[Excerpt from a dataset]

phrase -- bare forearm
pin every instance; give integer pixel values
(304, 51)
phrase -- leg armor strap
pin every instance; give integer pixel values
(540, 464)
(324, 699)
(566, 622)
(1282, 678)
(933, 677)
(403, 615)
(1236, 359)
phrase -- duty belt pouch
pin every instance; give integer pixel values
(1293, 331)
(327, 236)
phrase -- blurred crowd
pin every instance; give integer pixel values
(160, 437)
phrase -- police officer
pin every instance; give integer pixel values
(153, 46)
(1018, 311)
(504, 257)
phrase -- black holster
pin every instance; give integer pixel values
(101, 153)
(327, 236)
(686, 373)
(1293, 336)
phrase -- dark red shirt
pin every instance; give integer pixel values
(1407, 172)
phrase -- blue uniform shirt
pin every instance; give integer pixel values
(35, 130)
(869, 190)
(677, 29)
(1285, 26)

- **Stated problem**
Reproduce the lines starting at the one containing "phrase -- dark red shirt" and ending at the last line, swapping "integer pixel values" for "whole-number pixel coordinates" and leaving everything else as it is. Give only those lines.

- **Exercise answer**
phrase -- dark red shirt
pin every instance; give whole-number pixel coordinates
(1407, 172)
phrase -- blue uniform shirt
pin every instance; give whole-number pixel coordinates
(35, 130)
(869, 190)
(677, 29)
(1285, 26)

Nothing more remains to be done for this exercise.